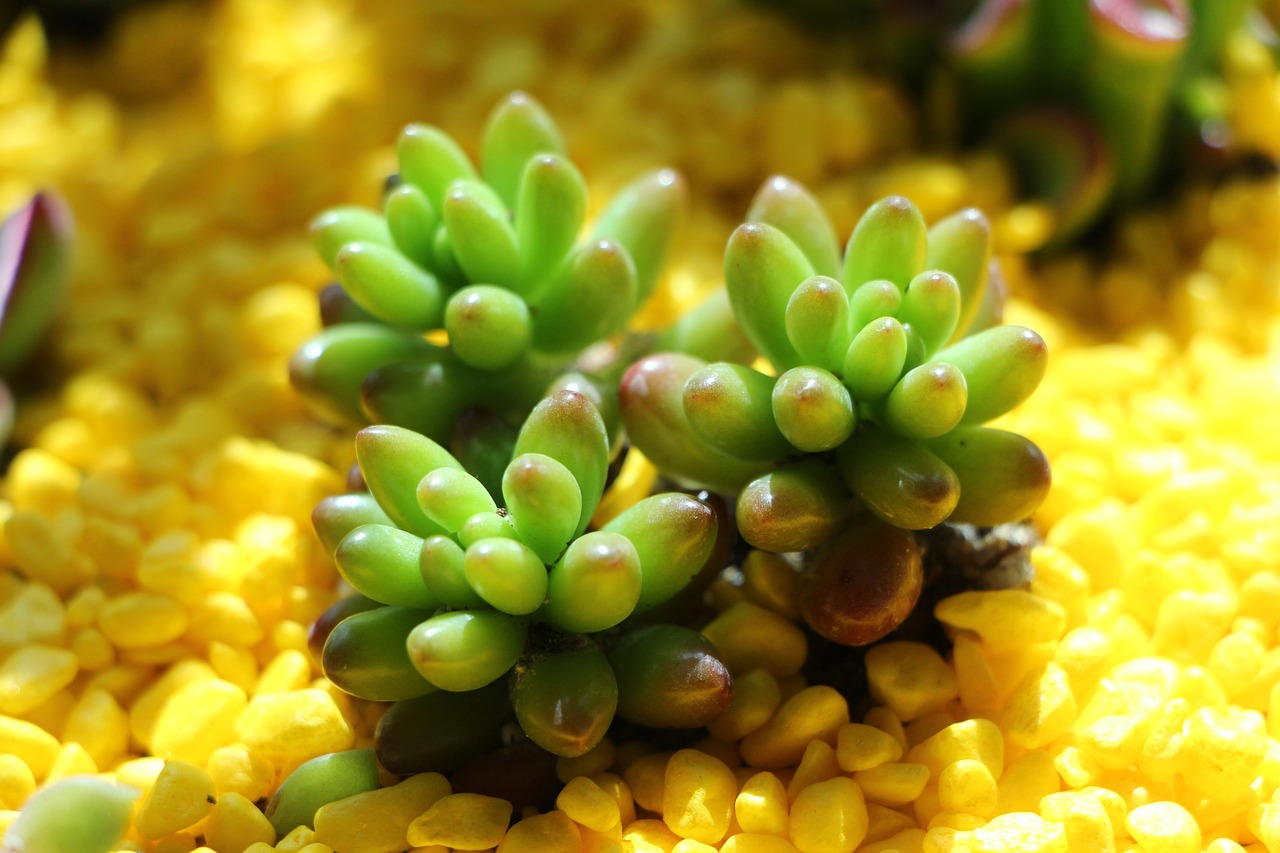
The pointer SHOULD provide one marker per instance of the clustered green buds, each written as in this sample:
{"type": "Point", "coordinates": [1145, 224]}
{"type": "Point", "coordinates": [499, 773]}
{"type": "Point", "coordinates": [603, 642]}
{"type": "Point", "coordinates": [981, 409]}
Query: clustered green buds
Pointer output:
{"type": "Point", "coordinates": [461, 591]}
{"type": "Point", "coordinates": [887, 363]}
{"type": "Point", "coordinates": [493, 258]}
....
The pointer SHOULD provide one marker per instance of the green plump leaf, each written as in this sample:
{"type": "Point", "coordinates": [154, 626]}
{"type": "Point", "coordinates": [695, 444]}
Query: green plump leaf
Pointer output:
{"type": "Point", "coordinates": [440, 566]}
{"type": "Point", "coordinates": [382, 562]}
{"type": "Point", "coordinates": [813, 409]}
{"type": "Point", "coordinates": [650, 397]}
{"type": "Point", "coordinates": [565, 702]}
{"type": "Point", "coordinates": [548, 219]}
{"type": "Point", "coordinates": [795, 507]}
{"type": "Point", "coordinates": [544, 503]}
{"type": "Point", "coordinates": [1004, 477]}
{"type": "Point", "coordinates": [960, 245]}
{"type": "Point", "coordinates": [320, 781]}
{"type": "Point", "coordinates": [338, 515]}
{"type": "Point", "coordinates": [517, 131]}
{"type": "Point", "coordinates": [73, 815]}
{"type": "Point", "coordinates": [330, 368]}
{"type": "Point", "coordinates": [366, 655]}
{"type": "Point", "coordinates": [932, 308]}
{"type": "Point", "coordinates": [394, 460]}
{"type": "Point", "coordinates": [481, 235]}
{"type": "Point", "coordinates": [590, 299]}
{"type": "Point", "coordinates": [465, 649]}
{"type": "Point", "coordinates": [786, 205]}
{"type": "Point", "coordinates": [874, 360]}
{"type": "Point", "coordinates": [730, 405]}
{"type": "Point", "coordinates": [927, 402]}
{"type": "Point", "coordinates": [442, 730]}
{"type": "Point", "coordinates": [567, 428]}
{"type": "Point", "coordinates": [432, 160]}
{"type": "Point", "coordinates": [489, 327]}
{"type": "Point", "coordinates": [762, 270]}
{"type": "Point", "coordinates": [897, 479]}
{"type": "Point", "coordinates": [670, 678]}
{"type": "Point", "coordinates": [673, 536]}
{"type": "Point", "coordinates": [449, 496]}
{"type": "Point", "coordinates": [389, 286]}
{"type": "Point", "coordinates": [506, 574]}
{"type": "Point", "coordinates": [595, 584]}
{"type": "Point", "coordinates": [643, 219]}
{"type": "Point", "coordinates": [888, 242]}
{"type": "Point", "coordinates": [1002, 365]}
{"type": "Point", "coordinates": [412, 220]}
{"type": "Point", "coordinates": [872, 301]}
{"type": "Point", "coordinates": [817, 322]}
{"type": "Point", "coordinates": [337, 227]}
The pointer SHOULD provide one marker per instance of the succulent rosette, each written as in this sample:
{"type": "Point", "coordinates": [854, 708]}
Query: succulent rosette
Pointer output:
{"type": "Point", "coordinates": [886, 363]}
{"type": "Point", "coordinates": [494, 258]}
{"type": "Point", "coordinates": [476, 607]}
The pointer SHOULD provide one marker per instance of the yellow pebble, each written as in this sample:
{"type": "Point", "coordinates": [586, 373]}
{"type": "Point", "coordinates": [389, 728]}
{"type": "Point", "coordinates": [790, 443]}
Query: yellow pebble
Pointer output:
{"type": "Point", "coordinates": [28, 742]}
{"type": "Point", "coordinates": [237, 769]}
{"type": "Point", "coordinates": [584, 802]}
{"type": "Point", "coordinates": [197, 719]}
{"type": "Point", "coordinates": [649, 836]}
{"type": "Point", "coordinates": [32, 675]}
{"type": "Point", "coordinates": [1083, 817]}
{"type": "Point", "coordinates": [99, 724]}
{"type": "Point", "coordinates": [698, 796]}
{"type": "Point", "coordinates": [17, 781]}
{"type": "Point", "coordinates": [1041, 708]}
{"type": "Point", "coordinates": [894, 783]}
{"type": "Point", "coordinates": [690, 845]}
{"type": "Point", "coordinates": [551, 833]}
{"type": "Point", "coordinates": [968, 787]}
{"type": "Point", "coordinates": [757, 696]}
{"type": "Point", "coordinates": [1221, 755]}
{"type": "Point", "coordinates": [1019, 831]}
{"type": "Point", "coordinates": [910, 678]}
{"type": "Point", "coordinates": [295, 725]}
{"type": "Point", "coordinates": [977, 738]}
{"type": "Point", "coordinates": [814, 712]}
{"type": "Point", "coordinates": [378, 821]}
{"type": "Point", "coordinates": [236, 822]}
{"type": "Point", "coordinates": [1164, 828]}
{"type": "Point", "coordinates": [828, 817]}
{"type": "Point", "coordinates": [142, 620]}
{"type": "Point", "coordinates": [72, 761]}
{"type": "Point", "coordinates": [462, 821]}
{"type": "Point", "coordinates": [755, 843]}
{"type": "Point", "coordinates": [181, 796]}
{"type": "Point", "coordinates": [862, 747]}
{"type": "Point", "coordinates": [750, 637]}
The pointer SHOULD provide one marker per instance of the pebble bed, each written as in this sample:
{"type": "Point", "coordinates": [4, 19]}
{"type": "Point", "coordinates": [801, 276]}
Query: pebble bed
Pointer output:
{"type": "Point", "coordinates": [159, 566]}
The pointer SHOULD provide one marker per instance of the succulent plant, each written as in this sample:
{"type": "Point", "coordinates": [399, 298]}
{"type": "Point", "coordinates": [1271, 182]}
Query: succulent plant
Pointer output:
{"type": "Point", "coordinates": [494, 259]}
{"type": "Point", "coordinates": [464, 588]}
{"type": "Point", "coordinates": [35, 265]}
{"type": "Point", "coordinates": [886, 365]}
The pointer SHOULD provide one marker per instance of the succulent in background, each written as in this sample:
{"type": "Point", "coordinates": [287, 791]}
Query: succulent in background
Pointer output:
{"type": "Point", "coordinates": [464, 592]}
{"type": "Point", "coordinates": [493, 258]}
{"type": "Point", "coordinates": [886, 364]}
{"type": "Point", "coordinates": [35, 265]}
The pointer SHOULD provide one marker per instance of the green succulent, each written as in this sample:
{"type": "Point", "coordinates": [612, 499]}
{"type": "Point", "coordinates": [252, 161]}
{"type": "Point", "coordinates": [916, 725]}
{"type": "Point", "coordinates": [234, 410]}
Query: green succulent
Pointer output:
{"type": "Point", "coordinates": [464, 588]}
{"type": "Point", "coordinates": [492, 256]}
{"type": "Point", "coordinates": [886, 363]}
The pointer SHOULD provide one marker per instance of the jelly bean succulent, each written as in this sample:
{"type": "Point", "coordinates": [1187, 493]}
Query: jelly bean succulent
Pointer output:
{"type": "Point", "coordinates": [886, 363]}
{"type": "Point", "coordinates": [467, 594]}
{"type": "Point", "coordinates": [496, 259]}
....
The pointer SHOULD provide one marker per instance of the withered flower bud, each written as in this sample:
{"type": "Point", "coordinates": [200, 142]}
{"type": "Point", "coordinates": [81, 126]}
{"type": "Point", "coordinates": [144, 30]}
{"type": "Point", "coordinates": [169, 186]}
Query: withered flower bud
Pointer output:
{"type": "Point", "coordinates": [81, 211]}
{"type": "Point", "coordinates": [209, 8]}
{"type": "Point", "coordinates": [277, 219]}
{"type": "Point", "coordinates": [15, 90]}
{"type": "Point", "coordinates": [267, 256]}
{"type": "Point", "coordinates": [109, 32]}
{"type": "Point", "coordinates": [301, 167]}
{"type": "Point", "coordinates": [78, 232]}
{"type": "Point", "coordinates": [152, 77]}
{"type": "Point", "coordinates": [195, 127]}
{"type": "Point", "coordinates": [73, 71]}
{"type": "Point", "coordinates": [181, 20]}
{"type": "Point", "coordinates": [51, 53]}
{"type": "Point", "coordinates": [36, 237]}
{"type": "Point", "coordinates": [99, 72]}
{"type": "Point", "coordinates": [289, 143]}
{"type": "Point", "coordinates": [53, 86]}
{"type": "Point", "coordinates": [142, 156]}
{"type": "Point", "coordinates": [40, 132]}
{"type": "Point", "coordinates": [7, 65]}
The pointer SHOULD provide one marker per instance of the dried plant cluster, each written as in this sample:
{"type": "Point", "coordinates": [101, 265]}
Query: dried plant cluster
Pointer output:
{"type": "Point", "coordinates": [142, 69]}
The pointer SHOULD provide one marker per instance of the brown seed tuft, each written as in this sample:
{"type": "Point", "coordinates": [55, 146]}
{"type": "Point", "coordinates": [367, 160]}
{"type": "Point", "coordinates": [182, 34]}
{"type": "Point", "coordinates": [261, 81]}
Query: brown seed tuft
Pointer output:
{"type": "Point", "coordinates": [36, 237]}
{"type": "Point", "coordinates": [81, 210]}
....
* [Directions for this task] Copy every line of the listing above that contains the word "rosette".

* [Exercise answer]
The pointer SHOULD provide one marker per instance of the succulent rosette, each written as in this sample:
Query: succulent rosette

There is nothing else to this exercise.